• **Выбранный отрывок**:
────────

Для Олега это было какое-то феерическое действо. Если он с ходу понимал, что от него хотят, то вокруг этой режиссёрской линии мог в маленьком эпизодике сыграть всё, что угодно – вплоть до Гамлета.

В одном кадре, где я вываливаюсь из камина в его каморке, он навешал такие огромные проблемы, что я просто не знал, что и делать… Но работал он ювелирно точно, и даже непредсказуемость его не шла вразрез с линией, которую дала Кошеверова.

На репетициях мы ничего не делали в полную силу. В основном прогонялись мизансцена и текст. Но на съёмке, обернувшись к нему, я мог увидеть абсолютно неожиданную реакцию! Иногда для меня это было очень тяжело. Какую-то обычную для меня реплику, поданную ему, он вдруг встречал совсем по-другому, чем я ожидал после репетиции. Причём, как правило, я стоял к нему боком или спиной, поэтому, когда мы встречались глазами в следующую секунду, – я уже не мог нормально среагировать в кадре. Такое было не раз и не два… Несколько раз я срывался: либо просто начинал ржать, либо стоял с бестолковым видом. Когда сталкивались его профессионализм и мой непрофессионализм, я бывал в совершенной растерянности.

Очень интересные творческие отношения были у него с Мариной Неёловой. Она вообще первый раз снималась в кино, ещё училась в институте. А роль у неё была очень тяжёлая, двойная.

Он постоянно ей что-то пытался объяснить. Даже до репетиции, когда просто стояли и прогоняли: ребята, что мы делаем в данный момент? Причём объяснял – как он сам видит, не настаивая. В этом смысле Олег был, как я думаю, очень мягкий человек. Исподволь он пытался донести до неё то, что сам видит в этом эпизоде.

Мне-то проще – у меня такая роль была: растопырь глаза пошире и смотри на всё кругом… Тут, в общем, и объяснять нечего! А у Маринки были очень сложные, резкие характерные переходы – постоянно. Олег очень терпеливо и много с ней общался на эту тему: как, чисто с профессиональной точки зрения, перейти через эти уровни.

Очень он любил розыгрыши. Причём определённые. Когда ты – в кадре, а он – за кадром и подаёт реплику. В общем-то, очень скучное дело. Часто это занятие помрежа. А если актёра нет на площадке, то порой и посторонний человек может «подать голос».

────────

[Фрагменты данных разметки местоположений]
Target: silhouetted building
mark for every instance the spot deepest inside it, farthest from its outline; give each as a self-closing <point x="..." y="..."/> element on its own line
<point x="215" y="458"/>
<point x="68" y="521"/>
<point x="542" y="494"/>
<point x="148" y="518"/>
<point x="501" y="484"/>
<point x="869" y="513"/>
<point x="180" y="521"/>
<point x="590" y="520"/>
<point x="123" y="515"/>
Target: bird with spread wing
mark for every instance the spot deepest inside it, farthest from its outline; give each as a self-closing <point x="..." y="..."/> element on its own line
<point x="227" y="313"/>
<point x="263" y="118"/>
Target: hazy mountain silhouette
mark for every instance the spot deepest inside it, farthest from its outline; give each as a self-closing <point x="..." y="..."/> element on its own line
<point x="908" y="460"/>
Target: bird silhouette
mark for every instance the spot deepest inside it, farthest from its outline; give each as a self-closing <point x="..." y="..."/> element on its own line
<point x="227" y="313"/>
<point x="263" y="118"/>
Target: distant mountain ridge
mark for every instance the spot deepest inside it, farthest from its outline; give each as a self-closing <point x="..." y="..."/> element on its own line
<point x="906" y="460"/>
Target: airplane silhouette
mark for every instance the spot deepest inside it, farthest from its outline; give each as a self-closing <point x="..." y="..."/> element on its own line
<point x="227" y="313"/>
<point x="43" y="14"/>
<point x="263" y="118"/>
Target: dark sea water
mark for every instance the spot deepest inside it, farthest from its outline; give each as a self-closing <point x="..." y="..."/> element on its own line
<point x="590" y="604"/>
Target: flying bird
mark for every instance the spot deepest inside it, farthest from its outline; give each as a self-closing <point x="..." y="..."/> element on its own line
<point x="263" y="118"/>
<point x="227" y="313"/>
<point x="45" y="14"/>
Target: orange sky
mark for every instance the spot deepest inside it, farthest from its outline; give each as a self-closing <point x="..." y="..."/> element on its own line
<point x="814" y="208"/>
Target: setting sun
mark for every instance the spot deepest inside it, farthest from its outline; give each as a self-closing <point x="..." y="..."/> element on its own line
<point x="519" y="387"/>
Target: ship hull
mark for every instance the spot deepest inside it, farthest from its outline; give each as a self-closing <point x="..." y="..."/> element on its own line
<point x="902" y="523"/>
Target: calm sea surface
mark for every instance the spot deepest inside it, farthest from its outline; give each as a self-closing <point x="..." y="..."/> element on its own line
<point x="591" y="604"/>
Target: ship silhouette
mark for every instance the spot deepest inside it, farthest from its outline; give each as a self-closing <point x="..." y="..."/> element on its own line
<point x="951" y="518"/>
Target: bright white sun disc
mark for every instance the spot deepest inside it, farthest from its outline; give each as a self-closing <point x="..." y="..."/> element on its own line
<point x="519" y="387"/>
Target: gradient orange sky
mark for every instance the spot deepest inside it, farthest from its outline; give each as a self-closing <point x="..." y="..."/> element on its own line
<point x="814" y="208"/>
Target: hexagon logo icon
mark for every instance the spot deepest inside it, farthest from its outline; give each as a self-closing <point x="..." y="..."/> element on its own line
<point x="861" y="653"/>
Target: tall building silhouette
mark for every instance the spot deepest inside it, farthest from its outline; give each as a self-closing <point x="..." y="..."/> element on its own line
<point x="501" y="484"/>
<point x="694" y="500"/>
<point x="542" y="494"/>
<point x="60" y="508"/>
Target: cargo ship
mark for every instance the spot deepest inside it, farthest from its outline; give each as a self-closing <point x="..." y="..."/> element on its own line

────────

• **Задание**:
Перепишите дословно часть отрывка о съёмках, начиная со слов «Он постоянно ей» и заканчивая словами «в этом эпизоде.» включительно.

• **Полный ответ**:
Он постоянно ей что-то пытался объяснить. Даже до репетиции, когда просто стояли и прогоняли: ребята, что мы делаем в данный момент? Причём объяснял – как он сам видит, не настаивая. В этом смысле Олег был, как я думаю, очень мягкий человек. Исподволь он пытался донести до неё то, что сам видит в этом эпизоде.